- _Alıntı metin_
===============
18 Kasım 2018 Pazar

Hasta gönüllülere inanma;
İnsanlar arasında güveni sarsan, toplumu huzursuz eden, kargaşaya ve anlaşmazlıklara, kavga ve huzursuzluklara, doğrunun ve adaletin yerini bulmasının gecikmesine sebep olan, yalanın bin yüzünü kullanan yalancılara sakın inanma, perişan olursun sen de aman,
İşindeki hileleri, sözündeki yalanları gizlemesini bilen kurnazların, zayıf taraflarımızı tespit ederek duygularımızı okşayan, güzel ve yumuşak, hoşa giden ve etkileyici, tatlı ve hileli, inandırıcı ve gücümüzü tüketen sözlerine inanırsan; olur sonra, halin yaman!
İkili oynayan, yanardöner ve güven duyulmayan, bir söylediği bir söylediğini tutmayan, yaptıkları ile hayal kırıklığı yaratan, dilinde tat, kalbinde fesat, kin ve kibir olan, davranışları ile karşısındakinin kalbine şüphe yerleştiren, ikiyüzlü insanlara inanma: bunların dışı melek, içi de yılan,
Hayatı yalnız kendisi için yaşayan, insani değerleri yitirmeyi önemsemeden menfaatleri için akla gelmeyen haksızlıkları yapan, düşüncelerinin okunmaması için her yola başvuran doğruları da kendi menfaatine göre değiştiren insanlara inanma,bunlar dost görünür, hem de candan.
===============
- _Çıkarılan satırlar_
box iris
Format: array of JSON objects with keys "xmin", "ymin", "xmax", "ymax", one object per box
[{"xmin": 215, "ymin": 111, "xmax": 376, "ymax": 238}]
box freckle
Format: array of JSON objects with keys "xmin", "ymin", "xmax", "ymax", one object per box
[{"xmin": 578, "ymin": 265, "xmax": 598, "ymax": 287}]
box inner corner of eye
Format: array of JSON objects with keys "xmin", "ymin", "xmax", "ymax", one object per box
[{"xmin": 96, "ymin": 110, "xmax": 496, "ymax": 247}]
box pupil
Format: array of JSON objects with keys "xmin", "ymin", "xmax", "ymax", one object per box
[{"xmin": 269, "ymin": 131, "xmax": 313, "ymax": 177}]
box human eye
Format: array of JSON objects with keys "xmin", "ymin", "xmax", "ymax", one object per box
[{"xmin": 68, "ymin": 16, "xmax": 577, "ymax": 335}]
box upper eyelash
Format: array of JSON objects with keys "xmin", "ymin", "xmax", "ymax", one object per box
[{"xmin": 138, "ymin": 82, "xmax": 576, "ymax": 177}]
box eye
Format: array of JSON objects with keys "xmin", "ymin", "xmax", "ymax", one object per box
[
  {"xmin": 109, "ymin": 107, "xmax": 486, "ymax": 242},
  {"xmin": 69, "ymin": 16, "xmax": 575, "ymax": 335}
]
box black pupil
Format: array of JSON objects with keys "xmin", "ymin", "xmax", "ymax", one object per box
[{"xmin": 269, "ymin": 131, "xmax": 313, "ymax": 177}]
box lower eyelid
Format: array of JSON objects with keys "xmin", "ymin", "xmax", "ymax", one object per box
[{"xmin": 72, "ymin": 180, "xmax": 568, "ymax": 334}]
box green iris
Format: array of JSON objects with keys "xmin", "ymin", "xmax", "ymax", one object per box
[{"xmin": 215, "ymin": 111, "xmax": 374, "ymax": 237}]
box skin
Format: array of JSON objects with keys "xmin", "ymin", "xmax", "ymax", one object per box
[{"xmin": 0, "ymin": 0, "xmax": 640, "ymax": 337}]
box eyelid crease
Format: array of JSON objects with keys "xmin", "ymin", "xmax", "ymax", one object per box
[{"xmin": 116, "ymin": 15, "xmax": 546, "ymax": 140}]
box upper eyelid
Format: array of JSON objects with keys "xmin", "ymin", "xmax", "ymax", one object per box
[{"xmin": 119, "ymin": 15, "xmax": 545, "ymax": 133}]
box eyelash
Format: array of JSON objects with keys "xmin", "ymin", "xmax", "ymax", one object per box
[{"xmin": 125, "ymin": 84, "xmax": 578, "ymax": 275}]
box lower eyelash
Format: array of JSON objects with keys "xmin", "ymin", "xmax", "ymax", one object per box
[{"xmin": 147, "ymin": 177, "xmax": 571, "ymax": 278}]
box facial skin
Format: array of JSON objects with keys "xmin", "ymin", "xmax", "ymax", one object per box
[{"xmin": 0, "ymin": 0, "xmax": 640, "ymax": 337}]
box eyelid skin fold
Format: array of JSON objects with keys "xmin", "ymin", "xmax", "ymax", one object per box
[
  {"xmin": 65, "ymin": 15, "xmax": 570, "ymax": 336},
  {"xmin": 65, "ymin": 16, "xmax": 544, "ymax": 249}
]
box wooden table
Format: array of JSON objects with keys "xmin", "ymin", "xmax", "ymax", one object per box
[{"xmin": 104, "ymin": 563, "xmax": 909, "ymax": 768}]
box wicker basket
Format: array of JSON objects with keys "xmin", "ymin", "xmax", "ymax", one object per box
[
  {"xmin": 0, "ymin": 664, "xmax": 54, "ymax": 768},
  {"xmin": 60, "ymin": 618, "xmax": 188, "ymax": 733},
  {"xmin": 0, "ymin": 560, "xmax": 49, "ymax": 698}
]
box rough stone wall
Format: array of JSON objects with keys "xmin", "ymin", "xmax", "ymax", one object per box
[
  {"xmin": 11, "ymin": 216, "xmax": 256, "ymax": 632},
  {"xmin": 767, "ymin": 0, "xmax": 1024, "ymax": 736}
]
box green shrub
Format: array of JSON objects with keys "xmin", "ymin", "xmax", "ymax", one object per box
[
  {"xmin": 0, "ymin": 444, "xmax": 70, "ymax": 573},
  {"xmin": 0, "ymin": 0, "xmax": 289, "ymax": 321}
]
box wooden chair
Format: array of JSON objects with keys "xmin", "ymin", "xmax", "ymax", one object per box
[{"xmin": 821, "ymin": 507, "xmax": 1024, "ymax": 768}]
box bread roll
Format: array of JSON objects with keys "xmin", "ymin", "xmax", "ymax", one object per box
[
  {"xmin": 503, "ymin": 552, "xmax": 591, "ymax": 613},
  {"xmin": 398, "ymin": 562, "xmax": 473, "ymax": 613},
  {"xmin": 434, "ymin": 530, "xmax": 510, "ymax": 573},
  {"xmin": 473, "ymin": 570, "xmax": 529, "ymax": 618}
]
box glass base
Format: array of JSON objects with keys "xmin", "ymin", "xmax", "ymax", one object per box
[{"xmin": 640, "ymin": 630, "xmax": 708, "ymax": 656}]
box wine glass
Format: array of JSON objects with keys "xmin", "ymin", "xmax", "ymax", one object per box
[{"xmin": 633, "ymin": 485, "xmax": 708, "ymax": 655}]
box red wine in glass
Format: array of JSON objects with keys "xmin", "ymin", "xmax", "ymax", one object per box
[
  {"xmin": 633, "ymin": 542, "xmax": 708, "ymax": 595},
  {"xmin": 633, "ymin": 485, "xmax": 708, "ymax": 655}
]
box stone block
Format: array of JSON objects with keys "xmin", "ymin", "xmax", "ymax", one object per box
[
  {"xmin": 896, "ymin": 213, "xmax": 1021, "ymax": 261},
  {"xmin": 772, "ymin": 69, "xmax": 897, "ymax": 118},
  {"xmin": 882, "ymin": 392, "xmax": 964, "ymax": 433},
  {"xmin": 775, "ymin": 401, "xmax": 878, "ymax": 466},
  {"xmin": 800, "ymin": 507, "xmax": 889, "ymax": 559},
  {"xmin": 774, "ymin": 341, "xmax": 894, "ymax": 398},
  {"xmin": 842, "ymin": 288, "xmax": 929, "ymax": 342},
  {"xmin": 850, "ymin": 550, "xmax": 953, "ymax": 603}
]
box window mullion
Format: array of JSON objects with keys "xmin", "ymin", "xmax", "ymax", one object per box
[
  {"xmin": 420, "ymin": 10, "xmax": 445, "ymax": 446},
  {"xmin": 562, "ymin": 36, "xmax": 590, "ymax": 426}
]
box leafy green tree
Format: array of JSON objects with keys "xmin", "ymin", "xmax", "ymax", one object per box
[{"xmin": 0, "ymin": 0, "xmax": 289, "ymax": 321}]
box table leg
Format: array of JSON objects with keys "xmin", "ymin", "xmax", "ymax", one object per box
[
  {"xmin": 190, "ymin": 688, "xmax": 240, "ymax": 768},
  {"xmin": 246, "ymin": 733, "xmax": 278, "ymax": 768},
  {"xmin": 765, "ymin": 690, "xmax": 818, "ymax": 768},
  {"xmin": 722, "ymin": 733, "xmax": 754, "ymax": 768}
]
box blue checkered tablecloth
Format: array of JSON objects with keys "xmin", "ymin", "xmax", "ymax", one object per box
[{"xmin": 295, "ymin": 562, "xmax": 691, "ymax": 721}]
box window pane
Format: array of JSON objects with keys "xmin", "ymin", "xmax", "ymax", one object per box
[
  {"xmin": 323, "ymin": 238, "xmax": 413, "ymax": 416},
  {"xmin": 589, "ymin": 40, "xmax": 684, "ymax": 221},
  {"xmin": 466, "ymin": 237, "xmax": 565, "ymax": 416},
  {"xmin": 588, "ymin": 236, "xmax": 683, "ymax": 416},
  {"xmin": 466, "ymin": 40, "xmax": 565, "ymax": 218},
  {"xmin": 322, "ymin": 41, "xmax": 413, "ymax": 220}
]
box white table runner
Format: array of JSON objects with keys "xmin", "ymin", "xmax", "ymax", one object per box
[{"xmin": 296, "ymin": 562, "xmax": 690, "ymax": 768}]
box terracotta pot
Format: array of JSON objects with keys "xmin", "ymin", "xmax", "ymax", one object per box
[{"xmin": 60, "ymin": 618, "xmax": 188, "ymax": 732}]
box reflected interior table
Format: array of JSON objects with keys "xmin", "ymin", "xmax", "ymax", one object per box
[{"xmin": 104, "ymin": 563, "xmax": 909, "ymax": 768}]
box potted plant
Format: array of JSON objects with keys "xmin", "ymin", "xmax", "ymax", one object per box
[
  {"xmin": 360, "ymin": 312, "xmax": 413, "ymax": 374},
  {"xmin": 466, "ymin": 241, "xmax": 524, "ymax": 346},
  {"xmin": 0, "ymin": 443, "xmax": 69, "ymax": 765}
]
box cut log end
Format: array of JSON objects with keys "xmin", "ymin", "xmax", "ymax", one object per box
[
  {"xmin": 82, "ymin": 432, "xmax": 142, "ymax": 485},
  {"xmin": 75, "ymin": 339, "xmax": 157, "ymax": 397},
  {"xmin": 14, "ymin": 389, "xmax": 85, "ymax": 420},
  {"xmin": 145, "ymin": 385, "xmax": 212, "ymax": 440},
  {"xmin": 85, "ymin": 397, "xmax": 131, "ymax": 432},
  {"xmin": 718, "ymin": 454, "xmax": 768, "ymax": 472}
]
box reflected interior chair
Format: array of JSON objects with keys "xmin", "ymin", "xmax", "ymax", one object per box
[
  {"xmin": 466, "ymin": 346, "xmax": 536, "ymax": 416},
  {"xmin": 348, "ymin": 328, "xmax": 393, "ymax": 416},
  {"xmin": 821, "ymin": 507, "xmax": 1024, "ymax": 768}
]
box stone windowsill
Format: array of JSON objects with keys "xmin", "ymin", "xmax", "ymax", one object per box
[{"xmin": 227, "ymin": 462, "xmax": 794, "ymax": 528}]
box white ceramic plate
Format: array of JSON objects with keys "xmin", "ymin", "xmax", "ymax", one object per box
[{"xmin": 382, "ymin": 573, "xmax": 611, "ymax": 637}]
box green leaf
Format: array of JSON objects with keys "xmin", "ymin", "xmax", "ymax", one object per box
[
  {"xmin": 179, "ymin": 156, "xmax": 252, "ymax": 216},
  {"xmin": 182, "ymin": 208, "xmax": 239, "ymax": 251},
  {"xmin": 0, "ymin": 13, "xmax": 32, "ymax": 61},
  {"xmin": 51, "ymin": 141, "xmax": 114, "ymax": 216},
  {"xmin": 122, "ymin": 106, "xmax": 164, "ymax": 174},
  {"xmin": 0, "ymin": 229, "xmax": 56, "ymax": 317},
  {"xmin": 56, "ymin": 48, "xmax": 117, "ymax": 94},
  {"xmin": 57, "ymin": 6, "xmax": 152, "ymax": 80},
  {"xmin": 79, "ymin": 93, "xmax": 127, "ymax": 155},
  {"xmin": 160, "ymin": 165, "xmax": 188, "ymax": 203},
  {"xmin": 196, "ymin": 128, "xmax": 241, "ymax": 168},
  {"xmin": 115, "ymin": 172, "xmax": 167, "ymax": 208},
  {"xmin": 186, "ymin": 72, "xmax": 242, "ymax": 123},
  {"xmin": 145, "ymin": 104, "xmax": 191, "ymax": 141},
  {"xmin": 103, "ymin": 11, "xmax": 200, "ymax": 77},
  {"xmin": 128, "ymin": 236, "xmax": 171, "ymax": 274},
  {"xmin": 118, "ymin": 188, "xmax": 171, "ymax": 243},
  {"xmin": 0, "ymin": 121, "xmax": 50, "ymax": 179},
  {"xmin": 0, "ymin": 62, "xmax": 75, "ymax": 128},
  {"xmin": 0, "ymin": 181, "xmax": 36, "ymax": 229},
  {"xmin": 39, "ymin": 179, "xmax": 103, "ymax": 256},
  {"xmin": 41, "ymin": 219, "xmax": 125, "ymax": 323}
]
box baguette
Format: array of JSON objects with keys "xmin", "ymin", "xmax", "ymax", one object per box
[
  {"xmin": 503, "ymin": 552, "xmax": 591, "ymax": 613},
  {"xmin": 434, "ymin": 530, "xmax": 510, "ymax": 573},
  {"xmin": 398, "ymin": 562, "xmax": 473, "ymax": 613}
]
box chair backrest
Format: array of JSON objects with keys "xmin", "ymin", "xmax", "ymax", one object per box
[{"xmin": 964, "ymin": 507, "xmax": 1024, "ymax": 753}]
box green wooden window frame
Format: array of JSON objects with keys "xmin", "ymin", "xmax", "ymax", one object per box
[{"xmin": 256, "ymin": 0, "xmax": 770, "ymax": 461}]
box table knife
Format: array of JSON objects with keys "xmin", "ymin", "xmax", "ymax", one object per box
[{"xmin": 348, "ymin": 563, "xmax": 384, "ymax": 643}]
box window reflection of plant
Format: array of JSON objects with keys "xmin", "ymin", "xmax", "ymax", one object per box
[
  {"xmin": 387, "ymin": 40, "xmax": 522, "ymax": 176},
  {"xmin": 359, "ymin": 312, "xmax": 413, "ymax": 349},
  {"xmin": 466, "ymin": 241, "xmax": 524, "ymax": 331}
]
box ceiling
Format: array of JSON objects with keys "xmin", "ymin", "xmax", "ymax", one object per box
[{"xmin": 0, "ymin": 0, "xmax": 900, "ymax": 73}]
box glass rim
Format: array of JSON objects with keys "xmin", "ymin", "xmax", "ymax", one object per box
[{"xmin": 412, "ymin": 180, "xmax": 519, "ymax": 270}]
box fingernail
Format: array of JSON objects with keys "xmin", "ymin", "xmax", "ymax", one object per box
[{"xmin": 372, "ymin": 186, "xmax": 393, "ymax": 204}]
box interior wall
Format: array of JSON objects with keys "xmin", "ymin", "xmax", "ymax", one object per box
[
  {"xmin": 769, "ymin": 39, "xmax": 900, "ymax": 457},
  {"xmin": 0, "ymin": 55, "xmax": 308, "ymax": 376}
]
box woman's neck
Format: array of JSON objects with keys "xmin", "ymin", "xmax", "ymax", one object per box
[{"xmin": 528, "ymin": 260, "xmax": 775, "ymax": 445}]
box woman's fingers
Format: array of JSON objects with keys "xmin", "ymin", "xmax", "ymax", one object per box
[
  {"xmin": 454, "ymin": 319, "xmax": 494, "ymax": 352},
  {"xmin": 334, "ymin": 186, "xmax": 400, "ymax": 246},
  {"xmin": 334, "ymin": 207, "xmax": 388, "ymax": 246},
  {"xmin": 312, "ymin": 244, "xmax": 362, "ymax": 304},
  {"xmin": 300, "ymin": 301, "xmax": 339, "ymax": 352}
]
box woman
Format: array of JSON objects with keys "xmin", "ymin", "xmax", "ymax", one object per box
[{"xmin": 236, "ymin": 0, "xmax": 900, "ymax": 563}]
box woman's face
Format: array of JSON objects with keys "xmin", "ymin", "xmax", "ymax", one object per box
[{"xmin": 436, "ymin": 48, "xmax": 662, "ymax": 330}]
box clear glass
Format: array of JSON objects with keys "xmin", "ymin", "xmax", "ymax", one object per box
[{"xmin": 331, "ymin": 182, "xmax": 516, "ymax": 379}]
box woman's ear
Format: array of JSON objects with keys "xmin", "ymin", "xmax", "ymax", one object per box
===============
Alıntı metne göre ikiyüzlü insanların dışının ve içinin neye benzetildiğini belirtin.

Dışları meleğe, içleri ise yılana benzetilir.